**Instructions**.
a: Transcribe the passage about the brain, starting with "Brain trauma and" and going on through "my own brain.".
b: In the passage about the brain, what two things are named as causes of significant social and/or psychic pain?

**Selected extract**.

────────────────

Brain trauma and variations in brain chemistry
can cause significant social and/or psychic pain. We
are fortunate to live in a time in history when the mystery of how the human
brain works can be explored through scientific research and the insights gained
can be used to reduce the pain of mental illness. At the same time, I think we
have to be wary of labels and diagnoses that may limit our ability to see the
uniqueness of “people’s brains.”
This poem prompted me to think about the
quirkiness of my own brain.
THE BRAIN ATTIC
As a child, I had much in common with Simonides of Ceos (c. 556-468 BC).

────────────────

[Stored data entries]
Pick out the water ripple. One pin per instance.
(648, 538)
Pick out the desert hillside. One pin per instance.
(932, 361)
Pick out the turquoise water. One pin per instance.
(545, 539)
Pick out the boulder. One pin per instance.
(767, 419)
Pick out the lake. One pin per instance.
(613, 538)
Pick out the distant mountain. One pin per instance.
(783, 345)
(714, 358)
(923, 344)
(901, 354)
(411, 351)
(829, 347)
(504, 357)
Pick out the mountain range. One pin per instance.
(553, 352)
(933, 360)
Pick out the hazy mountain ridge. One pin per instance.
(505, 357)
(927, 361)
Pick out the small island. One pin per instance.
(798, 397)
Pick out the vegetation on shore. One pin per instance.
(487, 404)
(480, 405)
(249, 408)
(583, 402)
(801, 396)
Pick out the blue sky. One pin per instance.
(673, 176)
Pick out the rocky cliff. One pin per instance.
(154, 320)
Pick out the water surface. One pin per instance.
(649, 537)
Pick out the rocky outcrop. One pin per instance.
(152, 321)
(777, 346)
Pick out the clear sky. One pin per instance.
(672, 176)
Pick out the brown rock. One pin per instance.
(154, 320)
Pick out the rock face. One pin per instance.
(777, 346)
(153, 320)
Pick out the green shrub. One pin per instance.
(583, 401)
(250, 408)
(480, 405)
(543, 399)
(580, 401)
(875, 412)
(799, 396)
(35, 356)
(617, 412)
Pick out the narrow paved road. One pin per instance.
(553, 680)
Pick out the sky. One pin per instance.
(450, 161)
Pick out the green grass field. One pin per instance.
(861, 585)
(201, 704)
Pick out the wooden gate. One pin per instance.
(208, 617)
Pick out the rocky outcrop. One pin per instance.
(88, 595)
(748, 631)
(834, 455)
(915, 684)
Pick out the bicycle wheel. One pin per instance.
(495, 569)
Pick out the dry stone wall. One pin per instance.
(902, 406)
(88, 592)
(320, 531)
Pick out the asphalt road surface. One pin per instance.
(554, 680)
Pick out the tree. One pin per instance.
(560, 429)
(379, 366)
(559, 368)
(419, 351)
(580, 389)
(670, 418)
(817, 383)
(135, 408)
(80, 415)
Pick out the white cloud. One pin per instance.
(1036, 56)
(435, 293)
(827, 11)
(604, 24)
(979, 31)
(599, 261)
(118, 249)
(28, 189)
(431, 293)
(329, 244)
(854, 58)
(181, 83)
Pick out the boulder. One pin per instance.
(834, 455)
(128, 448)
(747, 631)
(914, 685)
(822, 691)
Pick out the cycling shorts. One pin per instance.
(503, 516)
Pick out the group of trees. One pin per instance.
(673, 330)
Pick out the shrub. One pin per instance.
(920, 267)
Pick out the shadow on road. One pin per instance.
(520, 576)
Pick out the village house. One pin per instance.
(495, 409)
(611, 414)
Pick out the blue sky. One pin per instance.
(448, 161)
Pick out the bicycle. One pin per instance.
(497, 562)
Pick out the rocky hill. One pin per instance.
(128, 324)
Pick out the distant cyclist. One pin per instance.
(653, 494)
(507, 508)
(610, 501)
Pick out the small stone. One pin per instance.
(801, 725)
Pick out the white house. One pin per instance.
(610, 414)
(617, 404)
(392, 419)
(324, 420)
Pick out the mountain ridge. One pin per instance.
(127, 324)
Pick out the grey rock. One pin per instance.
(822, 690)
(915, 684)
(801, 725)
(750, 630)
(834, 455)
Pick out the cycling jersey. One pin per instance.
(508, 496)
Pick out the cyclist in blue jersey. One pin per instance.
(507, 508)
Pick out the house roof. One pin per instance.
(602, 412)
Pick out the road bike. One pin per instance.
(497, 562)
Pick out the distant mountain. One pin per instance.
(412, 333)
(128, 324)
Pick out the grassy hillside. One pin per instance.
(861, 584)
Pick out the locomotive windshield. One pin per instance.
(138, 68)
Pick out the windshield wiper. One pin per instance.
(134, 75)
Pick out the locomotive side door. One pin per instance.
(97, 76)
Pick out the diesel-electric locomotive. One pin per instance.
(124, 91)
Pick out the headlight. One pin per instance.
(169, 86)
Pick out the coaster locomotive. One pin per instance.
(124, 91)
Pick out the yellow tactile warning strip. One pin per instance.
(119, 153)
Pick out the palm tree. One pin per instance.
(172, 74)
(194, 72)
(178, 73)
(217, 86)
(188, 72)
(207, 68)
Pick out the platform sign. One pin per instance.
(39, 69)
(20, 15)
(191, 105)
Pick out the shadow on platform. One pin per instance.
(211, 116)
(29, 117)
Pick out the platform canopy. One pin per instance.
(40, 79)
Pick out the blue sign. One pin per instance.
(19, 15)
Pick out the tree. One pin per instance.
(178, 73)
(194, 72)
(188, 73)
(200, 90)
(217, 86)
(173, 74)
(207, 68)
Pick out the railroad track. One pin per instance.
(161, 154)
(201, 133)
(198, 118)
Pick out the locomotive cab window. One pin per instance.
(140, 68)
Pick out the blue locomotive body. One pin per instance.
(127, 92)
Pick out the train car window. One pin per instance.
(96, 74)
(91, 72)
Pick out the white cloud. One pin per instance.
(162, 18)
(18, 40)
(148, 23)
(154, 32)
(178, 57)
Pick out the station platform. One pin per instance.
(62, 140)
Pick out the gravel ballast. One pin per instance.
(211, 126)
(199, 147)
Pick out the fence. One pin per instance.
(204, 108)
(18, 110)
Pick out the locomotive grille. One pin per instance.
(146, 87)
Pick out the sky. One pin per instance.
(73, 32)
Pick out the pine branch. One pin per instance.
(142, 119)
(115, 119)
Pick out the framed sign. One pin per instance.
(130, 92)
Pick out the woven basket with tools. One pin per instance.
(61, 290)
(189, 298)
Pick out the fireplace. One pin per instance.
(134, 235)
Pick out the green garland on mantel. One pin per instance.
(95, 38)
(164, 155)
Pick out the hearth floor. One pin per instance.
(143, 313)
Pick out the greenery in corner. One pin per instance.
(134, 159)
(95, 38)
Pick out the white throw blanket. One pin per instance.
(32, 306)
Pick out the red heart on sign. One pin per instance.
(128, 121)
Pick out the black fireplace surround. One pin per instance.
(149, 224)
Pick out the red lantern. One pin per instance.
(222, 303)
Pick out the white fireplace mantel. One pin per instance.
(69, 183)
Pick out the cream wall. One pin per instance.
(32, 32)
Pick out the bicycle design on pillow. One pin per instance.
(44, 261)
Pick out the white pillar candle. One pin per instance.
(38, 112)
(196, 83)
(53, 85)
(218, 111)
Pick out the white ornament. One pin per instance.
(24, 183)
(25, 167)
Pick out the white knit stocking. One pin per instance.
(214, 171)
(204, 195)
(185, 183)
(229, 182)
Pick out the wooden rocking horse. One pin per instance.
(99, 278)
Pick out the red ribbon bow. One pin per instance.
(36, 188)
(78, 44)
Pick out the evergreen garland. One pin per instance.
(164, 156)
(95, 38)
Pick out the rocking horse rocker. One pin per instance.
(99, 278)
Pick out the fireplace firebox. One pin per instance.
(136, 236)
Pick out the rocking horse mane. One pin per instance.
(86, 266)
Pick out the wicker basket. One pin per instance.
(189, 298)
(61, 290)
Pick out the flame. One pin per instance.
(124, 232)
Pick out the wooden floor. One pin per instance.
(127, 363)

────────────────

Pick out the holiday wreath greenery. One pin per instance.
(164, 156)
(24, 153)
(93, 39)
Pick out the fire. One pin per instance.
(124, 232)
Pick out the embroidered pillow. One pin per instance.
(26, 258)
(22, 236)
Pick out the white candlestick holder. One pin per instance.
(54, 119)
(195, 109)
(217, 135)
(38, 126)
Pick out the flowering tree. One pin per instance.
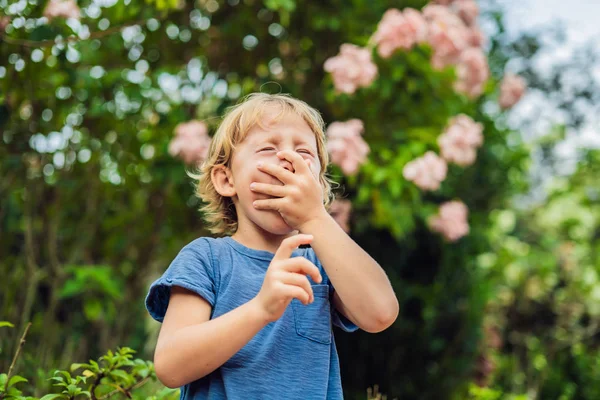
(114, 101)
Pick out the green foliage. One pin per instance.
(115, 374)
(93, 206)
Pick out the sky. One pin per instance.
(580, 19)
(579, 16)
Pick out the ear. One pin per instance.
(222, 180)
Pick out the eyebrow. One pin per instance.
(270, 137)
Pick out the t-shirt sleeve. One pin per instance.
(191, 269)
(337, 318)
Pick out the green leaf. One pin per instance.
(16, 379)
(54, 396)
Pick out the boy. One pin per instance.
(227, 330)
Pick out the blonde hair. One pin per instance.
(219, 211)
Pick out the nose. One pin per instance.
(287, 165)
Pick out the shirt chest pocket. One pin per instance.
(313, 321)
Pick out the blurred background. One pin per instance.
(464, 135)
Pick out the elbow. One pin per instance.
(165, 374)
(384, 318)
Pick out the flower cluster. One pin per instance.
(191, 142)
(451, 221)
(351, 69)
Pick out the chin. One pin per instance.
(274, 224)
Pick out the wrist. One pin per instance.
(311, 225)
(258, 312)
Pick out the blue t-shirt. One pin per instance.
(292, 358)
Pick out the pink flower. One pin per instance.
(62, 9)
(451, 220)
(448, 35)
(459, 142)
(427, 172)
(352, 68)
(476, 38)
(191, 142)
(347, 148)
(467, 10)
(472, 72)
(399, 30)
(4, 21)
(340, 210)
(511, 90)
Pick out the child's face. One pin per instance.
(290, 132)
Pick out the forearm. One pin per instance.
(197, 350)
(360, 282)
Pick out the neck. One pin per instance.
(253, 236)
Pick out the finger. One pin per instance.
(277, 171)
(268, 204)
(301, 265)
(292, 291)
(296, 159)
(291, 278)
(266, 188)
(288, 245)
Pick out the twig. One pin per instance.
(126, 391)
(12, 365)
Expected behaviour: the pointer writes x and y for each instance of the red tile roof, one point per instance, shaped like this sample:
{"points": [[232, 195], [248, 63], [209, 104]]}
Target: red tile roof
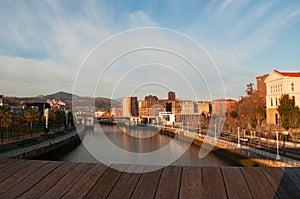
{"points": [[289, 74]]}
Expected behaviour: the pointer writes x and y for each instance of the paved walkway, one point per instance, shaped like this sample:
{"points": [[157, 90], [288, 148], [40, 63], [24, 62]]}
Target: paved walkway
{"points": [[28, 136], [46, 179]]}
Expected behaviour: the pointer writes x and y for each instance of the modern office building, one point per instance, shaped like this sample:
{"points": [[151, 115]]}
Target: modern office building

────────────────

**Solutions for each task**.
a:
Brain trauma and variations in brain chemistry
can cause significant social and/or psychic pain. We
are fortunate to live in a time in history when the mystery of how the human
brain works can be explored through scientific research and the insights gained
can be used to reduce the pain of mental illness. At the same time, I think we
have to be wary of labels and diagnoses that may limit our ability to see the
uniqueness of “people’s brains.”
This poem prompted me to think about the
quirkiness of my own brain.

b: Brain trauma and variations in brain chemistry.